| What to do |
State how many lines in the rows below contain the string "branch". Give the number alone.

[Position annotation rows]
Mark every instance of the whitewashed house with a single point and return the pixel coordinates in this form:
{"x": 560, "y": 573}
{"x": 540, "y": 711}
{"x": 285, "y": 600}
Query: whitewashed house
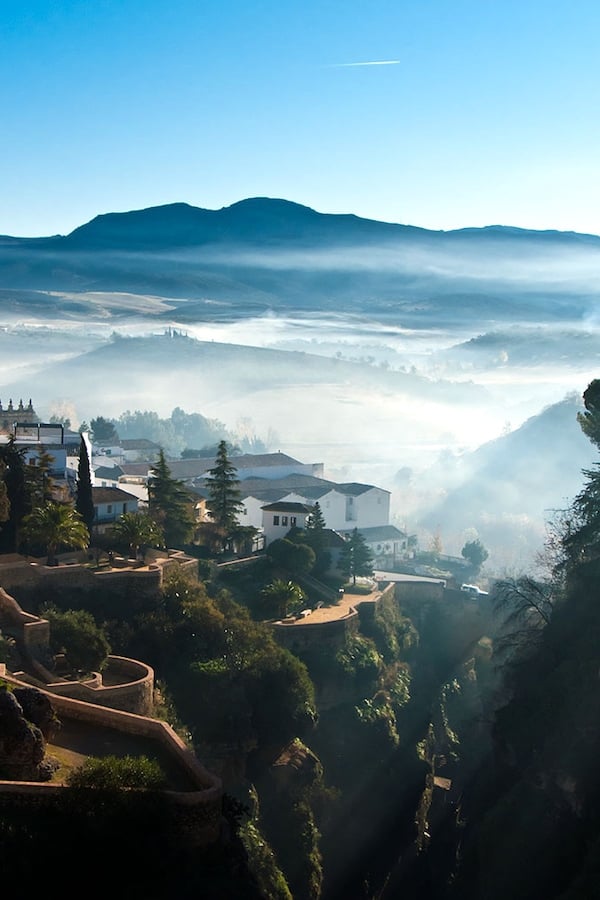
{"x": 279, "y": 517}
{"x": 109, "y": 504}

==

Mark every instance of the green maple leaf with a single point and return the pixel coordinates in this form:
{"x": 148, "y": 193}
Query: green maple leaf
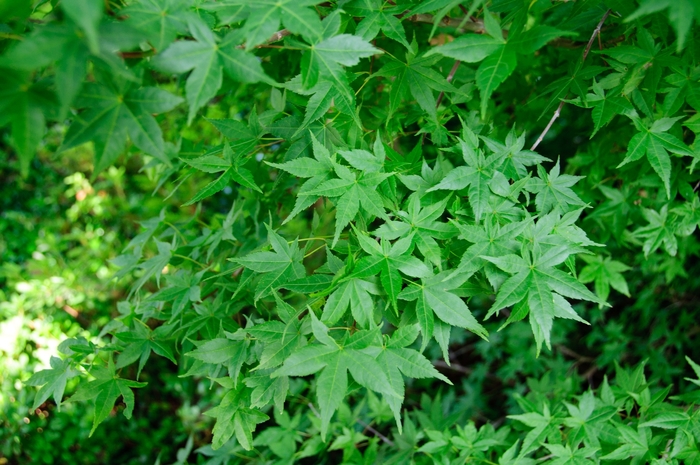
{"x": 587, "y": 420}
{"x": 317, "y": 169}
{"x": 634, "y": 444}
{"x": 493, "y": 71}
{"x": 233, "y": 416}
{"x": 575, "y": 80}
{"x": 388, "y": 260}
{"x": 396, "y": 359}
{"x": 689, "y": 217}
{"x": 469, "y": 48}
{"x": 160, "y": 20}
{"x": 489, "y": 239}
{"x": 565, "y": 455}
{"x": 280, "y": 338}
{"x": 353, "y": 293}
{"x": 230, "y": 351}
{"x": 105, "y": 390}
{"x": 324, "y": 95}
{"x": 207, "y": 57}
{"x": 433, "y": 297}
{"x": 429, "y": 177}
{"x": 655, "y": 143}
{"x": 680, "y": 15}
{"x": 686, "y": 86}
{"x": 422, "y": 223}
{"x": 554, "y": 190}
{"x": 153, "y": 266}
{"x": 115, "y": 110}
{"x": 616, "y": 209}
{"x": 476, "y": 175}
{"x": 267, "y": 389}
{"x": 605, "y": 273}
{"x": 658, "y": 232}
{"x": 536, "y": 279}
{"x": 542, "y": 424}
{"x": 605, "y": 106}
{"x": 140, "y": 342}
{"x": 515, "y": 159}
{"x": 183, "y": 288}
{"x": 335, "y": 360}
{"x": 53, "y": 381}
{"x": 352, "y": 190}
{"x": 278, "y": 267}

--

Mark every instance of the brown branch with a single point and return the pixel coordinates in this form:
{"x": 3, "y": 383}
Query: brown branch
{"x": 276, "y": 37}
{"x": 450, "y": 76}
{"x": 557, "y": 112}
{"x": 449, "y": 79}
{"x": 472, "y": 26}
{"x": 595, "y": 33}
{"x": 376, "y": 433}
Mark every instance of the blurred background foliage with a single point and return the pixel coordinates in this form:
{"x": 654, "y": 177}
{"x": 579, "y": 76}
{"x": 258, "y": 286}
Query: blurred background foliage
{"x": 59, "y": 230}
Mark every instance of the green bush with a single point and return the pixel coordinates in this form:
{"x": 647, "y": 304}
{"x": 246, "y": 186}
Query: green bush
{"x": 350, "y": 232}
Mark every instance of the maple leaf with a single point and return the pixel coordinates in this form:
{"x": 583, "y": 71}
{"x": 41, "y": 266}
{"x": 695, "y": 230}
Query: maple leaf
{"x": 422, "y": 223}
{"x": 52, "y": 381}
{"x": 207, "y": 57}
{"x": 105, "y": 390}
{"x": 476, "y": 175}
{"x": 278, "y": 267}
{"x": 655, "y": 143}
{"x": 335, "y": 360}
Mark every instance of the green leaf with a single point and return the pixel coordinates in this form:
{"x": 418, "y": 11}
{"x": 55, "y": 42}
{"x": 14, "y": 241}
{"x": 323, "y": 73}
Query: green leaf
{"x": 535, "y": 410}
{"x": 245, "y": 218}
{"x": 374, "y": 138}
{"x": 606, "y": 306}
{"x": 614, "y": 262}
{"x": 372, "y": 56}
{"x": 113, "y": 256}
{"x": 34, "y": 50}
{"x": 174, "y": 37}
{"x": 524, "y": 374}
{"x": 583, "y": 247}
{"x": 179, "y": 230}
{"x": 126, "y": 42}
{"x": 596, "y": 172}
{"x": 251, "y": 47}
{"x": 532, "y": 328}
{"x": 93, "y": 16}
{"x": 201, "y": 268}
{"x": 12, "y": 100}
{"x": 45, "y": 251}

| Solution to the problem |
2